## Set problem:
Return the line containing "Provide an outline for every instance of the field" and all lines after it exactly; stop at the end of the material.

## Region annotation items:
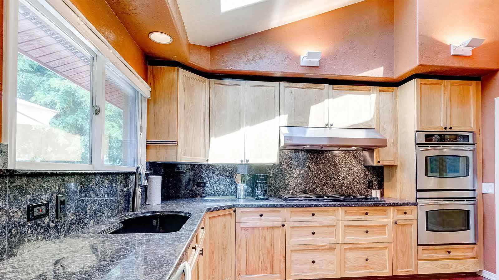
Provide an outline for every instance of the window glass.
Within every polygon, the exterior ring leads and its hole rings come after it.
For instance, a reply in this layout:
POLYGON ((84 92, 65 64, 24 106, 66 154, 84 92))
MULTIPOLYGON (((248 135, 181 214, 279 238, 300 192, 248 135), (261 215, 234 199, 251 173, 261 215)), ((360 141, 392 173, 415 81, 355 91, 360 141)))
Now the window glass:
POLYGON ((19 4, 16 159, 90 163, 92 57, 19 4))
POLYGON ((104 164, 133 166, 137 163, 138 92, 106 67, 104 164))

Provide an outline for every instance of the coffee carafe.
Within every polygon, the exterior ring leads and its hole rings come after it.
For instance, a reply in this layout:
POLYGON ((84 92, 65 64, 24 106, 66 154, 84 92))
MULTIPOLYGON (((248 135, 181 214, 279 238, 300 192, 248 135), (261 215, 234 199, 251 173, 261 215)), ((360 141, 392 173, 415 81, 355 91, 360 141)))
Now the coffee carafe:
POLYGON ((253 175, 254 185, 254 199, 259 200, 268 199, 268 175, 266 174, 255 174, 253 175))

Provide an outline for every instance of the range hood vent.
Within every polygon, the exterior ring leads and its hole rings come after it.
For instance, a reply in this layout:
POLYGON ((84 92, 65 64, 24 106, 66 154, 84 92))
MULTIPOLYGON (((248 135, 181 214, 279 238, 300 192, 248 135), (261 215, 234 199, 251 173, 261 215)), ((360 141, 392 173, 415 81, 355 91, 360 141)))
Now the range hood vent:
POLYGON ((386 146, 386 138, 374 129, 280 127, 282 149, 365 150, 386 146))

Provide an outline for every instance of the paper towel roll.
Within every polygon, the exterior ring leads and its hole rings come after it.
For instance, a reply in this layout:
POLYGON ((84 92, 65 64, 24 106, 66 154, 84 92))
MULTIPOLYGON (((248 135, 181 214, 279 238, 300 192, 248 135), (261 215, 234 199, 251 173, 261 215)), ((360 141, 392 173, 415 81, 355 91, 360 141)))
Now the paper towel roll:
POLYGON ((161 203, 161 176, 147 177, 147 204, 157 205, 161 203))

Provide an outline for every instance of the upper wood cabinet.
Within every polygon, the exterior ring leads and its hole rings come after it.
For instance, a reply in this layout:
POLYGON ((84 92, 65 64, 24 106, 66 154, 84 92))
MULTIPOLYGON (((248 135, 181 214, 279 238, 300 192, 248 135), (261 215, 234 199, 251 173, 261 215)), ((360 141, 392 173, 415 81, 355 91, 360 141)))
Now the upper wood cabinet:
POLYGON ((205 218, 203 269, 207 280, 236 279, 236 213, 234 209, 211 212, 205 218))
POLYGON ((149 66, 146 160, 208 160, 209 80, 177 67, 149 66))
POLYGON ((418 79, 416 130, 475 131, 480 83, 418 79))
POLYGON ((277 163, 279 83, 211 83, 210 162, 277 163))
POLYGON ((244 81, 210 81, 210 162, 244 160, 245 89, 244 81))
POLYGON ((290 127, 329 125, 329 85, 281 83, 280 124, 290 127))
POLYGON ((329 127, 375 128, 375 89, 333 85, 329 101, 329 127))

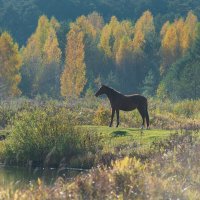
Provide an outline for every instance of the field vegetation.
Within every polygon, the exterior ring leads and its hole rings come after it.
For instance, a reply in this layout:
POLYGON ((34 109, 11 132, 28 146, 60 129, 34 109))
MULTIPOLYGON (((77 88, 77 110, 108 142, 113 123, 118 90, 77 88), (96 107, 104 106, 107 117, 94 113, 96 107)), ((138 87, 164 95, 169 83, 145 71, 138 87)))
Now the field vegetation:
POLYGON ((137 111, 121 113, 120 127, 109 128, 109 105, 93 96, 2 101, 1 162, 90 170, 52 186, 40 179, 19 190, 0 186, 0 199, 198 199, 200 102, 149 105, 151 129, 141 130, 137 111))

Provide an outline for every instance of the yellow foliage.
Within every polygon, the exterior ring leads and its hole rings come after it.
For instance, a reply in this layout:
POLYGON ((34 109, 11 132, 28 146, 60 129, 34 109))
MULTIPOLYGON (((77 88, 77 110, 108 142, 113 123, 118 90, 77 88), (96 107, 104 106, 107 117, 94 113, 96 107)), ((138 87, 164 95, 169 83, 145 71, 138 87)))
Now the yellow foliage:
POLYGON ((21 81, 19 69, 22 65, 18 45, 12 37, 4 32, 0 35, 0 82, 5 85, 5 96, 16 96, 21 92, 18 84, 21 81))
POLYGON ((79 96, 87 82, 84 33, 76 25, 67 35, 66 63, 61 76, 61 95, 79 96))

## Worked answer:
Provide an outline for every instance of the field vegetation.
Within every polygon, the exterior ring leads and its hole rings come after it.
For instance, a reply in this layout:
POLYGON ((34 109, 11 132, 28 146, 60 129, 34 109))
MULTIPOLYGON (((77 88, 77 110, 108 142, 113 123, 118 90, 77 88), (96 107, 104 106, 107 117, 94 113, 96 107)), ((138 87, 164 95, 169 83, 145 71, 138 87)))
Now the field vegetation:
POLYGON ((137 111, 121 113, 120 127, 109 128, 109 105, 93 96, 2 101, 1 162, 90 170, 52 186, 40 179, 19 190, 0 186, 0 199, 198 199, 200 102, 149 105, 151 129, 141 130, 137 111))

Provide an outline for every instance of the yellow foliage.
Within every polygon, the exterior ring leads and its hole rings come after it.
For instance, a reply in this layout:
POLYGON ((34 109, 11 132, 28 146, 60 129, 34 109))
MULTIPOLYGON (((77 88, 77 110, 108 142, 113 123, 118 90, 77 88), (96 107, 104 106, 107 117, 94 113, 96 107)), ((138 87, 164 95, 169 83, 145 71, 138 87)))
Now the yellow foliage:
POLYGON ((21 81, 19 69, 22 65, 18 45, 12 37, 4 32, 0 35, 0 82, 5 85, 5 96, 16 96, 21 92, 18 84, 21 81))
POLYGON ((79 96, 87 82, 84 33, 76 25, 67 35, 66 63, 61 76, 61 95, 79 96))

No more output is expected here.